SHORT PROBLEM: Set each entry down verbatim, omitting images.
________________________________________
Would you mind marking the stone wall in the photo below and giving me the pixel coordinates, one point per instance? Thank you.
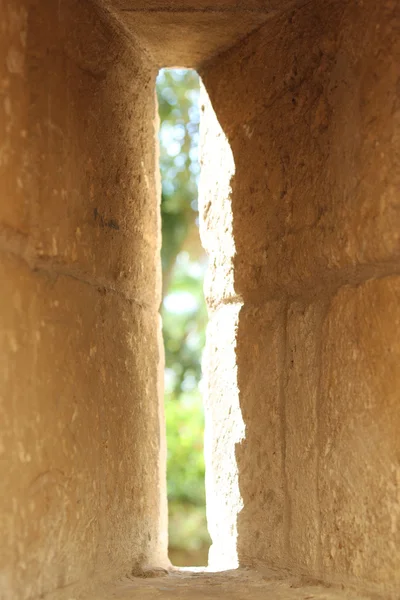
(300, 216)
(82, 435)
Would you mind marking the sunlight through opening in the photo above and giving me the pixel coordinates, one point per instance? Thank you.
(184, 314)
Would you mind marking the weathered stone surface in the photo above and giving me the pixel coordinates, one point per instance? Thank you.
(359, 425)
(262, 523)
(80, 440)
(309, 106)
(92, 138)
(232, 585)
(224, 429)
(188, 33)
(301, 430)
(14, 208)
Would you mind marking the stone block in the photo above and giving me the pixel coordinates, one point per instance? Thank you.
(81, 436)
(359, 469)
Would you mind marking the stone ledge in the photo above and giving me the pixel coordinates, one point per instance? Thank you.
(232, 585)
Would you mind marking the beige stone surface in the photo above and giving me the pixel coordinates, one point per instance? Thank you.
(14, 208)
(82, 448)
(80, 440)
(189, 33)
(300, 198)
(359, 466)
(309, 105)
(300, 217)
(232, 585)
(91, 138)
(301, 394)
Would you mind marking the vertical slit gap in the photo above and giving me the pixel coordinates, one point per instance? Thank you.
(184, 314)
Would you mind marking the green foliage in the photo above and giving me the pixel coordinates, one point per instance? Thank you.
(184, 313)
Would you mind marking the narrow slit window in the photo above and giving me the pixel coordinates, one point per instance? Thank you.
(184, 314)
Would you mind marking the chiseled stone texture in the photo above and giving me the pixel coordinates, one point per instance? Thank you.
(80, 439)
(14, 207)
(239, 584)
(310, 108)
(82, 451)
(359, 468)
(301, 162)
(302, 367)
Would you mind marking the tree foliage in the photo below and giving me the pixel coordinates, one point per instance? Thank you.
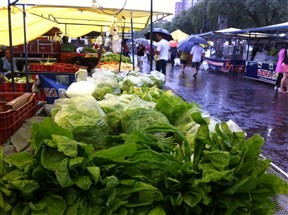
(241, 14)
________________________________________
ANSWER IN FULL:
Would you mind marking the stone wall in the photo below and giving me the pixel coordinates, one point per instance? Thank you.
(300, 216)
(82, 435)
Would you mind marking the sunlight through opening in the photo above and giving me the pixel coordinates, one point per instance? Thank you.
(184, 314)
Would you mind marking the weathered stone surface in the photo above and giving me the pixel coordinates, one point per instance? Thank you.
(359, 425)
(262, 523)
(80, 440)
(309, 106)
(92, 138)
(232, 585)
(224, 429)
(188, 33)
(301, 430)
(14, 208)
Would you mind marking the stone block in the photo above and giving me the pixel coordinates, one point per instance? Thank you.
(81, 436)
(359, 469)
Would you mind marking the stone ledge in the photo above and giving me the pixel coordinates, one point per instance? Thank you.
(232, 585)
Would you mind marking the beige stone surface in the photo above and giving me the pixel coordinates, one point per instance? Thank you.
(14, 208)
(82, 448)
(80, 440)
(189, 33)
(300, 198)
(359, 466)
(309, 105)
(300, 217)
(232, 585)
(91, 138)
(301, 394)
Would you mind marking the vertical slit gap in the photo above and giving me the pixel coordinates, one point per instance? Thank you.
(184, 314)
Would you mind marking the green foliage in the photo above and giving me the pixel coordinates, one point per instance? Thank you.
(184, 313)
Would you mind marking the narrow slit window in the photo above and giving me the pixel coordinates, one point per instance? Thank you.
(184, 314)
Would you mind marking the chiseled stone texture in the photo above and giving me the pixel coordinates, one point per instance? Thank you.
(80, 439)
(14, 207)
(239, 584)
(310, 108)
(82, 451)
(359, 468)
(301, 162)
(302, 367)
Would you mind marking the tree foliage in the photo below and giving me the pixel coordinates, one point per instance? Thank you.
(241, 14)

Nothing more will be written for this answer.